[Records]
= = = =
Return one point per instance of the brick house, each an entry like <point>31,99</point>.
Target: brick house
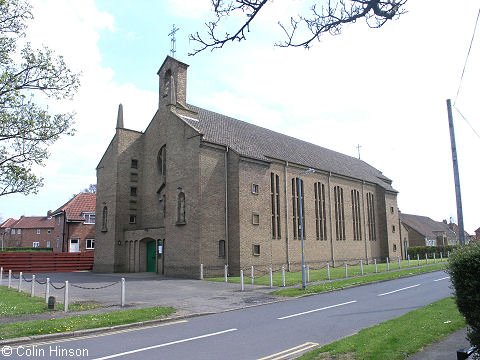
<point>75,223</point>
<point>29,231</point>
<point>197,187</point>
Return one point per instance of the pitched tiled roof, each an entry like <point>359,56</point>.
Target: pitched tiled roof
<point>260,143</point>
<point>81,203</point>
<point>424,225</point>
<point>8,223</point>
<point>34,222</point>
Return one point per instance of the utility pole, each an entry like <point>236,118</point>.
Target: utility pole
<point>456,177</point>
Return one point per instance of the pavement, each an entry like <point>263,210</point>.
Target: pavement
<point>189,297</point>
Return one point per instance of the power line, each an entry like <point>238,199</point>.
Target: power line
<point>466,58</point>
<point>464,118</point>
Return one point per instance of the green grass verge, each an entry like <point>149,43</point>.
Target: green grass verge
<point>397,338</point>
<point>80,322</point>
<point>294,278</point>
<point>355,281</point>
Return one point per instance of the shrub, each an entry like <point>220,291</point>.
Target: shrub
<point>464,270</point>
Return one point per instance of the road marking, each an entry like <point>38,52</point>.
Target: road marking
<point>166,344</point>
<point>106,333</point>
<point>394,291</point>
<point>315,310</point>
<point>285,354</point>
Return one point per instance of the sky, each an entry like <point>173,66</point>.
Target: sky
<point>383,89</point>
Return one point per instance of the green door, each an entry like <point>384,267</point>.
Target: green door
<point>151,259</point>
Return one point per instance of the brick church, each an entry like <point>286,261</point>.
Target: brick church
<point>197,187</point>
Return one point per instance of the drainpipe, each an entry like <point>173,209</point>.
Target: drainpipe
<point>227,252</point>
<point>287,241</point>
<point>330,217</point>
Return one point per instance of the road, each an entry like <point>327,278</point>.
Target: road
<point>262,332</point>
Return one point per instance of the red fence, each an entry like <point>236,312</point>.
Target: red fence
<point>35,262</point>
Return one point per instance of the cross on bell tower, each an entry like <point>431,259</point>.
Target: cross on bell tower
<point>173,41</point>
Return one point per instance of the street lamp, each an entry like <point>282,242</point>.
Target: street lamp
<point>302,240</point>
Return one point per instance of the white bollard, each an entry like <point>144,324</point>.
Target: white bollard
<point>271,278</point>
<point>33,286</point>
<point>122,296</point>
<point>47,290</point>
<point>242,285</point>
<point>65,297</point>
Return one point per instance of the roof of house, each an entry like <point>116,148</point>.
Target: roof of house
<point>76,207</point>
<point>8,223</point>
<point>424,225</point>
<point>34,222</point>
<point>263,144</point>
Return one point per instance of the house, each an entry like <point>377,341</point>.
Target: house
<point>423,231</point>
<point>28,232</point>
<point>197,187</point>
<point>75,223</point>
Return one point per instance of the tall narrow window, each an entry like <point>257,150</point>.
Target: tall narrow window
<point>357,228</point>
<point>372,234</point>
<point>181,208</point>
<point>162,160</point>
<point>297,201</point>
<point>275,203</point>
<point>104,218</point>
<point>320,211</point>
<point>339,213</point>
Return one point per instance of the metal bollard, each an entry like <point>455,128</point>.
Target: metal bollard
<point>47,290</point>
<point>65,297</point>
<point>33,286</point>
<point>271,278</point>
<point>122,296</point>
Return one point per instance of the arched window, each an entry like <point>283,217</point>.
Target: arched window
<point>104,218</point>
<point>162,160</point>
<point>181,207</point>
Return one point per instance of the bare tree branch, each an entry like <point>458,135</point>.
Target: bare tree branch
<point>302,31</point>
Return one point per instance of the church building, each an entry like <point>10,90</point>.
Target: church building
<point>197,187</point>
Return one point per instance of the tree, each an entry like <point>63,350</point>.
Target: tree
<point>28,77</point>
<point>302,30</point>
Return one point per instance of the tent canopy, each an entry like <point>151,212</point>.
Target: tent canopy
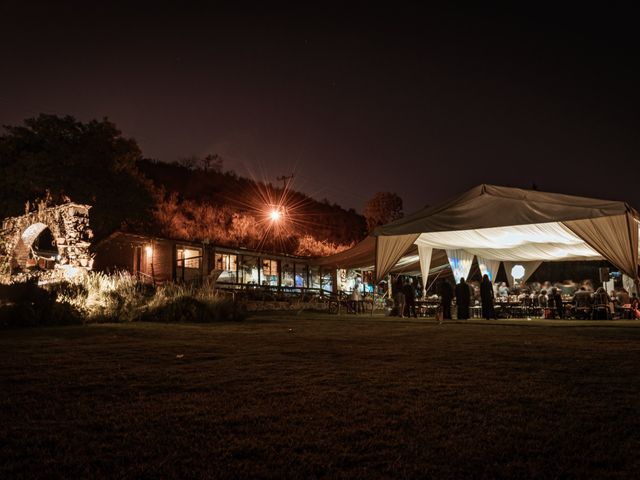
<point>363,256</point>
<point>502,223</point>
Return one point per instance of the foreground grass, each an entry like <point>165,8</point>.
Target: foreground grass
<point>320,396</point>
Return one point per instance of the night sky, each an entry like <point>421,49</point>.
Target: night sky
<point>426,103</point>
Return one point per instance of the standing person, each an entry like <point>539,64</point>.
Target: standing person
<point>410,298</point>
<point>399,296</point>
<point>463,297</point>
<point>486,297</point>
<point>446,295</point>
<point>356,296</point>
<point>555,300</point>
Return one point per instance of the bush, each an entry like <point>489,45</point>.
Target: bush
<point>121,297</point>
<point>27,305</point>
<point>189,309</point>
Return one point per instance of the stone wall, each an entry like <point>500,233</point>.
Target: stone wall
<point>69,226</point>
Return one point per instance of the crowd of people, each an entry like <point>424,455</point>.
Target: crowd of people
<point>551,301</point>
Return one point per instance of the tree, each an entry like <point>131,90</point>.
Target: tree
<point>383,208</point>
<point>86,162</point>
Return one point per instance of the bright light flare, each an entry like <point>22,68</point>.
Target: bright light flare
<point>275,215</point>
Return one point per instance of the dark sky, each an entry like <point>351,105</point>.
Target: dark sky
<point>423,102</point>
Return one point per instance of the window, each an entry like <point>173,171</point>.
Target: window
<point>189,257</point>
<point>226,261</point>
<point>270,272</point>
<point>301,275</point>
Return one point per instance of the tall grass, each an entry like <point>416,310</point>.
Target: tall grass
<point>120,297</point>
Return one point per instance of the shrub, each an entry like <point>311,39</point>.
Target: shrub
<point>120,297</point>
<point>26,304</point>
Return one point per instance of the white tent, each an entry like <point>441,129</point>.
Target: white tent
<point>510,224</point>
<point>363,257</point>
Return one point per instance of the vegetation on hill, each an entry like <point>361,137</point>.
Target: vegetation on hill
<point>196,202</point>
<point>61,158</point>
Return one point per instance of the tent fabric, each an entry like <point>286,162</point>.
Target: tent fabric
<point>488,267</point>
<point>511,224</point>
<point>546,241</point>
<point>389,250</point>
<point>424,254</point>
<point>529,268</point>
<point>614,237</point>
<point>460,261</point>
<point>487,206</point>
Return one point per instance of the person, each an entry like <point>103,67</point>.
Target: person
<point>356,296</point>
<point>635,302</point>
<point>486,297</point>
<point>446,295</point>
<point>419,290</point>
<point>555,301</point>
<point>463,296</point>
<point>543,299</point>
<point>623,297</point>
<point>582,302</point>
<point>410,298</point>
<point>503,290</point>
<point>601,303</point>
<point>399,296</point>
= = = =
• [What you are asked to do]: Reproduce the entire listing above word for word, from its first line to its last, but omit the pictures.

• [Output for this task]:
Return one point per instance of the brick house, each an entry like <point>31,99</point>.
Target: brick house
<point>75,223</point>
<point>29,231</point>
<point>197,187</point>
Return one point per instance of the pitched tiled roof, each an entry like <point>359,56</point>.
Target: pitched tiled roof
<point>260,143</point>
<point>81,203</point>
<point>424,225</point>
<point>8,223</point>
<point>34,222</point>
Return one point per instance of the utility pole, each an entry like <point>236,118</point>.
Target: utility pole
<point>456,177</point>
Return one point per instance of the pavement, each an entry like <point>263,210</point>.
Target: pavement
<point>189,297</point>
Return one point per instance of the power line, each an entry like <point>238,199</point>.
Target: power line
<point>466,58</point>
<point>464,118</point>
Return one point per instance of the green grass verge, each an entry like <point>149,43</point>.
Target: green grass verge
<point>397,338</point>
<point>80,322</point>
<point>294,278</point>
<point>355,281</point>
Return one point per instance of the shrub, each an entry like <point>220,291</point>.
Target: shrub
<point>464,270</point>
Return one point per instance of the road marking, each an entry like <point>38,52</point>.
Target: road marking
<point>166,344</point>
<point>106,333</point>
<point>394,291</point>
<point>315,310</point>
<point>285,354</point>
Return one point per instance of the sky, each an entry like <point>173,66</point>.
Target: sky
<point>383,89</point>
Return one point per instance of the green door, each an entry like <point>384,267</point>.
Target: green door
<point>151,259</point>
Return one point per instance of the brick church, each an entry like <point>286,261</point>.
Target: brick church
<point>197,187</point>
Return one point per instance of the drainpipe, each an entry like <point>173,209</point>.
Target: drainpipe
<point>227,252</point>
<point>287,241</point>
<point>330,217</point>
Return one point per instance of the road, each an entry like <point>327,278</point>.
Target: road
<point>262,332</point>
Return one point per instance of the red fence, each an entry like <point>236,312</point>.
Target: red fence
<point>35,262</point>
Return one point per instance of the cross on bell tower, each an entry like <point>431,259</point>.
Target: cross on bell tower
<point>173,41</point>
Return one point per instance of the street lamp, each an entry like <point>282,242</point>.
Target: street lamp
<point>302,240</point>
Return one point per instance of the white bollard, each an entry like <point>144,324</point>.
Target: white bollard
<point>271,278</point>
<point>33,286</point>
<point>122,296</point>
<point>47,290</point>
<point>242,285</point>
<point>65,297</point>
Return one point per instance of the roof of house, each an entry like <point>116,148</point>.
Target: roof of house
<point>76,207</point>
<point>8,223</point>
<point>424,225</point>
<point>34,222</point>
<point>263,144</point>
Return one point per instance of the house, each an entry like <point>377,341</point>.
Target: house
<point>423,231</point>
<point>28,232</point>
<point>197,187</point>
<point>75,223</point>
Return one point per instance of the tall narrow window, each an entry like <point>257,150</point>.
Target: tall narrow window
<point>357,228</point>
<point>372,234</point>
<point>181,208</point>
<point>162,160</point>
<point>297,201</point>
<point>275,203</point>
<point>104,218</point>
<point>320,211</point>
<point>339,213</point>
Return one point per instance of the metal bollard, each an entry like <point>455,128</point>.
Target: metal bollard
<point>47,290</point>
<point>65,297</point>
<point>33,286</point>
<point>271,278</point>
<point>122,296</point>
Return one point per instance of the arched window, each an entry like <point>283,217</point>.
Target: arched window
<point>104,218</point>
<point>162,160</point>
<point>181,207</point>
Return one point per instance of the bare tree branch, each an entry like <point>458,135</point>.
Target: bare tree branch
<point>302,31</point>
Return one point per instance of the church building, each an entry like <point>10,90</point>.
Target: church building
<point>197,187</point>
Return one point per instance of the tree, each an entry like <point>63,350</point>.
Target: tree
<point>28,77</point>
<point>302,30</point>
Return one point per instance of the tent canopy, each an entry like <point>151,212</point>.
Target: tent canopy
<point>363,256</point>
<point>502,223</point>
Return one point per instance of the foreground grass, each an entry like <point>165,8</point>.
Target: foreground grass
<point>320,396</point>
Return one point per instance of the night sky, each an entry like <point>421,49</point>.
Target: night sky
<point>426,103</point>
Return one point per instance of the standing person, each an entry like <point>539,64</point>.
Target: standing person
<point>410,298</point>
<point>399,296</point>
<point>463,297</point>
<point>486,297</point>
<point>446,295</point>
<point>356,296</point>
<point>555,300</point>
Return one point per instance of the bush, each an entry like <point>489,45</point>.
Target: bush
<point>121,297</point>
<point>27,305</point>
<point>189,309</point>
Return one point per instance of the stone wall, each an entry like <point>500,233</point>.
Target: stone wall
<point>69,226</point>
Return one point per instance of the crowd of people, each an entry like <point>424,455</point>.
Target: crowd of people
<point>551,301</point>
Return one point per instance of the tree, each an entry like <point>131,90</point>.
Target: tree
<point>383,208</point>
<point>86,162</point>
Return one point per instance of the bright light flare, each an entry like <point>22,68</point>.
Target: bright light flare
<point>275,215</point>
Return one point per instance of the dark sky, each an entry like <point>351,105</point>.
Target: dark sky
<point>423,102</point>
Return one point per instance of the window, each an entry like <point>173,171</point>.
Target: window
<point>189,257</point>
<point>226,261</point>
<point>270,272</point>
<point>301,275</point>
Return one point per instance of the tall grass, each an entry like <point>416,310</point>.
Target: tall grass
<point>120,297</point>
Return one point per instance of the shrub, each an entry like <point>311,39</point>.
Target: shrub
<point>120,297</point>
<point>26,304</point>
Return one point per instance of the white tent, each an entry like <point>441,129</point>.
Target: white tent
<point>510,224</point>
<point>363,257</point>
Return one point per instance of the vegetation on hill, each an entry like <point>361,137</point>.
Target: vegetation on hill
<point>196,202</point>
<point>61,158</point>
Return one point per instance of the tent fabric, each an entry like <point>286,162</point>.
Target: tent fabric
<point>488,267</point>
<point>511,224</point>
<point>546,241</point>
<point>389,250</point>
<point>424,254</point>
<point>529,268</point>
<point>614,237</point>
<point>460,261</point>
<point>487,206</point>
Return one point per instance of the person, each an entry like <point>103,67</point>.
Target: person
<point>356,296</point>
<point>635,302</point>
<point>486,297</point>
<point>446,295</point>
<point>419,290</point>
<point>555,301</point>
<point>463,296</point>
<point>543,299</point>
<point>623,297</point>
<point>582,302</point>
<point>410,298</point>
<point>503,290</point>
<point>601,303</point>
<point>399,296</point>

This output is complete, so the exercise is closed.